What you should do.
What you return must be the lines of the data that hold the word "form".
·····
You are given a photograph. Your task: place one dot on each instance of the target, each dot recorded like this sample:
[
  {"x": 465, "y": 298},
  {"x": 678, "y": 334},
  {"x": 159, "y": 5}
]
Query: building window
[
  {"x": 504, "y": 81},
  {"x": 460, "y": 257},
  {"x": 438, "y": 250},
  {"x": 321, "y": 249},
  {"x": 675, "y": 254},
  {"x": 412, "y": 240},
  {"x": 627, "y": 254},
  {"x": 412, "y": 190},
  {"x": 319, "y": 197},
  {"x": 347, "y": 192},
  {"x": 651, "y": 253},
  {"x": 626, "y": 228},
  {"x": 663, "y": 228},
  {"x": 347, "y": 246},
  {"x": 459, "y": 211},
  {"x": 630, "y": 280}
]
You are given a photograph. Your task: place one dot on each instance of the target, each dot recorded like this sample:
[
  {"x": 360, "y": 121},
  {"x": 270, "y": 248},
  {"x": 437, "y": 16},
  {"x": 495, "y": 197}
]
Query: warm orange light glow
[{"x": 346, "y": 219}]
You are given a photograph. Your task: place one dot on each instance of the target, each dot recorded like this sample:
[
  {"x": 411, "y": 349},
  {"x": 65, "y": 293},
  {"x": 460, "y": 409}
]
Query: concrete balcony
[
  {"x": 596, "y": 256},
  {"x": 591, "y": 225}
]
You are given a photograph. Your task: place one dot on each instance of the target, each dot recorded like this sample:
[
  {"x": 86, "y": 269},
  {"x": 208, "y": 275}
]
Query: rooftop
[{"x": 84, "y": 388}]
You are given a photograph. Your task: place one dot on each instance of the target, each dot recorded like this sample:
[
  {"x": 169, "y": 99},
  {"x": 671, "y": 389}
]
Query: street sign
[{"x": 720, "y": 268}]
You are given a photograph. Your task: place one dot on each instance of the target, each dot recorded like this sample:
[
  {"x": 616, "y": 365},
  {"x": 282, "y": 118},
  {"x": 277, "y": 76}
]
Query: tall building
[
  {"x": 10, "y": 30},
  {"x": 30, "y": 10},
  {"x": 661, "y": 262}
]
·····
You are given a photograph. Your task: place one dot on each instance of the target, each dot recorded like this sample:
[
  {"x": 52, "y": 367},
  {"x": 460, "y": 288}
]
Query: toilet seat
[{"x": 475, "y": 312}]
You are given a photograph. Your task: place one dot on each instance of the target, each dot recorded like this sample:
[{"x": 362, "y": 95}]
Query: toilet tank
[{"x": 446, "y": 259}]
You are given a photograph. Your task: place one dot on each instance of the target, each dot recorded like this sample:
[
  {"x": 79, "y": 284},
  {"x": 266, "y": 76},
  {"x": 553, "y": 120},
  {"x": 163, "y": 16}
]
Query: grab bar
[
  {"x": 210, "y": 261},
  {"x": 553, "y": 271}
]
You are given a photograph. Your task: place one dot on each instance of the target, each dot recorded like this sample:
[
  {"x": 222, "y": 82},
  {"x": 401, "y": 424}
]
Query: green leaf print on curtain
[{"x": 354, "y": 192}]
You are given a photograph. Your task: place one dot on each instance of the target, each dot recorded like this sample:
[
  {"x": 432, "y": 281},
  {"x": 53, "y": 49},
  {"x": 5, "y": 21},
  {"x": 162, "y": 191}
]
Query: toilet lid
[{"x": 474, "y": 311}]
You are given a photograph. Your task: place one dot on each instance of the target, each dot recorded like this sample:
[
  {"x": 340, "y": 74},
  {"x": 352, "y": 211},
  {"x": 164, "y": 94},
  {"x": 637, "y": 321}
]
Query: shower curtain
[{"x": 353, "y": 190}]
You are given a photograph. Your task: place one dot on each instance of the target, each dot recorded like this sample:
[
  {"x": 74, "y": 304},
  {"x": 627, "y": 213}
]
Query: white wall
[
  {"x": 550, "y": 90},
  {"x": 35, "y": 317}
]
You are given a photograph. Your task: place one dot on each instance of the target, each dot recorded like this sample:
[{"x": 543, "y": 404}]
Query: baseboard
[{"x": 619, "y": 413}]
·····
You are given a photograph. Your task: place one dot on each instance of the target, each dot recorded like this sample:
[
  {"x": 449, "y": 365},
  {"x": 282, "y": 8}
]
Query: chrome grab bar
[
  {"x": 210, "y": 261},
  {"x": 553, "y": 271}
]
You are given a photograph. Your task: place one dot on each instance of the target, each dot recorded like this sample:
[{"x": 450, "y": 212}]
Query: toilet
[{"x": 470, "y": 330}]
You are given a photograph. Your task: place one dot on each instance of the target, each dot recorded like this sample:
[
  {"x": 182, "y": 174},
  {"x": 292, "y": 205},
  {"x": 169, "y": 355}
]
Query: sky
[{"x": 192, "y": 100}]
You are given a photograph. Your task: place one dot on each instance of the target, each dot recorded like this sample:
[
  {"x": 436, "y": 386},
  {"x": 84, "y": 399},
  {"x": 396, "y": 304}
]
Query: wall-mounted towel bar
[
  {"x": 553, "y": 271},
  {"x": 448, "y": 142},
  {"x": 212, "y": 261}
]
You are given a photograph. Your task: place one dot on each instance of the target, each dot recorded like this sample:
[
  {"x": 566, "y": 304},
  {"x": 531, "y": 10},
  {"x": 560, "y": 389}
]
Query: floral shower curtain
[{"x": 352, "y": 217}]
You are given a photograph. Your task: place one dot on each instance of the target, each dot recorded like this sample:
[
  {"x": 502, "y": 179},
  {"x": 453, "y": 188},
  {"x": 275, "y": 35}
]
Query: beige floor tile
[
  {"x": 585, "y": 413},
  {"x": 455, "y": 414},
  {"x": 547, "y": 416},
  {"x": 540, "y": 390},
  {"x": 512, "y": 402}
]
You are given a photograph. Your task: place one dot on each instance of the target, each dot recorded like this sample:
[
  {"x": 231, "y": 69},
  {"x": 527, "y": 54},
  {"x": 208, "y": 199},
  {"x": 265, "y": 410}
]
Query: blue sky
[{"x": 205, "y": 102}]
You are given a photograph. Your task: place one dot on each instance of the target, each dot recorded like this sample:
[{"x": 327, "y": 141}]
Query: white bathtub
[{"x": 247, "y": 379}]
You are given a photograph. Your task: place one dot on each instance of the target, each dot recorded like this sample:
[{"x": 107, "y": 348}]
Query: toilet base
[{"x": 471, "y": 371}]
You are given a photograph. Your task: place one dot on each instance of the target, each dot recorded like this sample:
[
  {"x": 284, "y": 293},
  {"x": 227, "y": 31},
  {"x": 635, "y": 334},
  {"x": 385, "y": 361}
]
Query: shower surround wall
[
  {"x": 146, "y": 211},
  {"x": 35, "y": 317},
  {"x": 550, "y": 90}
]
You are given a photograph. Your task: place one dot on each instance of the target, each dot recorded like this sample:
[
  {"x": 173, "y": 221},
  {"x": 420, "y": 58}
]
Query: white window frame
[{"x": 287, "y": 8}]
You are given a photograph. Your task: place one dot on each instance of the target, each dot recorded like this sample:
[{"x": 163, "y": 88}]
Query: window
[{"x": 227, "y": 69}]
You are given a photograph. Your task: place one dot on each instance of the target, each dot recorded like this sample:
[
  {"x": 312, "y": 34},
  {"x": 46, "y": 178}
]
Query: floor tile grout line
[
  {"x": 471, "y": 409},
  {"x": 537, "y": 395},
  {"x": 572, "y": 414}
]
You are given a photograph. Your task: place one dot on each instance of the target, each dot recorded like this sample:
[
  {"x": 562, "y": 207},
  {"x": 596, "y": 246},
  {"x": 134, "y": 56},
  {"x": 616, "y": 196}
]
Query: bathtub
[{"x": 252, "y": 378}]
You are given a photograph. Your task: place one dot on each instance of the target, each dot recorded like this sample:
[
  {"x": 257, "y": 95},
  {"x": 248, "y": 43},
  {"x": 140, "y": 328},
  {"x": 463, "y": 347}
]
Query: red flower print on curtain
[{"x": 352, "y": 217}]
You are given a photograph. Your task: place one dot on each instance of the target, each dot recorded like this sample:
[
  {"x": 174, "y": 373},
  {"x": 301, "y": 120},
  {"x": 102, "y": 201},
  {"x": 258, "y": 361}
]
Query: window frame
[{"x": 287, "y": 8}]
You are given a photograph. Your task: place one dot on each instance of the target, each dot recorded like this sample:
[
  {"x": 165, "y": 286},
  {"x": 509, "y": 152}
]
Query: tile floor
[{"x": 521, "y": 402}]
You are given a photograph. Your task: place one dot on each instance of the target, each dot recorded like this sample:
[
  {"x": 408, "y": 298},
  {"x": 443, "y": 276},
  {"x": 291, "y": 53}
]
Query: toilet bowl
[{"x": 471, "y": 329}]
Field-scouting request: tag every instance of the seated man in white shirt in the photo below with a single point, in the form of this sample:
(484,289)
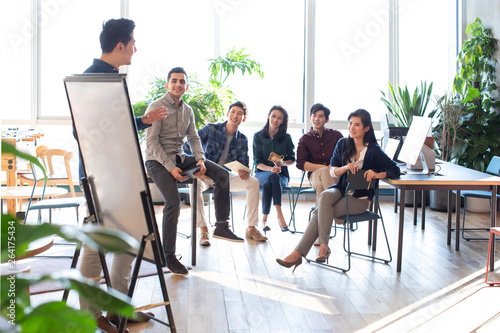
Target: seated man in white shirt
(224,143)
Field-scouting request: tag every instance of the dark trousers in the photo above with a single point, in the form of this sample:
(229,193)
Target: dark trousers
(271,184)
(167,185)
·····
Task answer.
Field-scouting request: tag every instance of the seated man in white shirt in the photo below with a single point, in the form of this sample:
Field-scouting request: tag every instance of the dark trousers in the photo above with a single point, in the form of this sample:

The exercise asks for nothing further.